__What the task requires__. Keeping every word the same, return the listing from its first line until the line holding "For every instance of the deer's eye, record" has been returned as well.

BEGIN

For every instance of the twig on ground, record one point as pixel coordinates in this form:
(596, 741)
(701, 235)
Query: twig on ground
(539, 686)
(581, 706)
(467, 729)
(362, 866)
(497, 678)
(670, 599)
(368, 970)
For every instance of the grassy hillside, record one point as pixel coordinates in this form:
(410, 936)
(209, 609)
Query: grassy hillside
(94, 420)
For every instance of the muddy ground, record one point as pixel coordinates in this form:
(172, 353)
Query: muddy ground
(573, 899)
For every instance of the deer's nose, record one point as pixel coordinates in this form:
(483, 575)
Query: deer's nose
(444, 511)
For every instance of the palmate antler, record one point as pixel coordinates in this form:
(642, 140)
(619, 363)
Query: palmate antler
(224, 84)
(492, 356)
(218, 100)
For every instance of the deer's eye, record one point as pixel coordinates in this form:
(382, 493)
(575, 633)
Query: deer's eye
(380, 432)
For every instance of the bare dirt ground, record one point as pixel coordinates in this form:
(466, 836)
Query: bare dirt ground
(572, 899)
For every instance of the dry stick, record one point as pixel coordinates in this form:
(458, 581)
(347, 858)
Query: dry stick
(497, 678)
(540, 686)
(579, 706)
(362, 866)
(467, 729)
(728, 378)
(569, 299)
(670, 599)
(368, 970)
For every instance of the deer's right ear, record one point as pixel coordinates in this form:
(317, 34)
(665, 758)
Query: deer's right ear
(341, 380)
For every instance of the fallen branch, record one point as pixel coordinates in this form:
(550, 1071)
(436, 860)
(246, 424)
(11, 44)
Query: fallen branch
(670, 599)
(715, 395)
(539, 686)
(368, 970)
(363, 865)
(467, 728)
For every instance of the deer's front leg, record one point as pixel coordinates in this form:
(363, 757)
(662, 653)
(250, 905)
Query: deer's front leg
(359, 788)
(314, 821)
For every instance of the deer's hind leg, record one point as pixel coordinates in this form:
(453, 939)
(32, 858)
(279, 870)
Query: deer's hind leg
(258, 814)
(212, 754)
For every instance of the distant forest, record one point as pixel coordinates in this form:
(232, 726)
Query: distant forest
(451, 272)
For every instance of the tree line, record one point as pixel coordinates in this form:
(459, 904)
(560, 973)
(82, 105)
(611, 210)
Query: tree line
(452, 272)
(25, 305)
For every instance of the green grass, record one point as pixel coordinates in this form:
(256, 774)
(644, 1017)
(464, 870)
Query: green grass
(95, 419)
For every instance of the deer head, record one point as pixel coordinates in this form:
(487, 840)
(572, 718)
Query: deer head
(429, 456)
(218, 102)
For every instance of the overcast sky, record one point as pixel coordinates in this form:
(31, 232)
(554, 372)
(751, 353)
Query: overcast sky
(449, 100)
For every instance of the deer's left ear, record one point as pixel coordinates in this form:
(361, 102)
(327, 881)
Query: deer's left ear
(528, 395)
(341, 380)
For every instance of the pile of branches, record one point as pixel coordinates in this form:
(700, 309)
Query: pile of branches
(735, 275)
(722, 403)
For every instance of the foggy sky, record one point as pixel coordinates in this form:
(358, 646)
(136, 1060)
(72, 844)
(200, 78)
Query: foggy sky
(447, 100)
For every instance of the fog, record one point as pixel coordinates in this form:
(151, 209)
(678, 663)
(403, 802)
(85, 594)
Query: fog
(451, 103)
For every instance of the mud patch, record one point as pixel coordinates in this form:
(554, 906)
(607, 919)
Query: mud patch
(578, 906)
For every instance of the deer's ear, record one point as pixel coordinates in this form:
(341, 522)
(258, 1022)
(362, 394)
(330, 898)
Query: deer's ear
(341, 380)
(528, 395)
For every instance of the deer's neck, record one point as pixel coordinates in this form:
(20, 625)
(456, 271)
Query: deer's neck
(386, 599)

END

__Solution to the exercise__.
For every instance of the twig on ground, record one point as pixel coordinates in this form:
(596, 741)
(701, 235)
Query: twig on ground
(539, 686)
(581, 706)
(467, 729)
(362, 866)
(497, 678)
(670, 599)
(368, 970)
For every instance of the grassy hillside, record one point as pixel coordinates in this form:
(410, 936)
(209, 609)
Query: grassy hillside
(94, 420)
For every instance of the muddy ground, record one point as pixel coordinates in this form:
(172, 353)
Query: muddy ground
(573, 899)
For every instance of the deer's nose, record one point as pixel coordinates in this form:
(483, 575)
Query: deer's nose
(444, 511)
For every instance of the palmate antler, record one point as pixel coordinates in this form:
(642, 140)
(619, 363)
Query: palmate antler
(224, 84)
(492, 356)
(218, 100)
For every instance of the deer's eye, record one point as pixel coordinates in this form:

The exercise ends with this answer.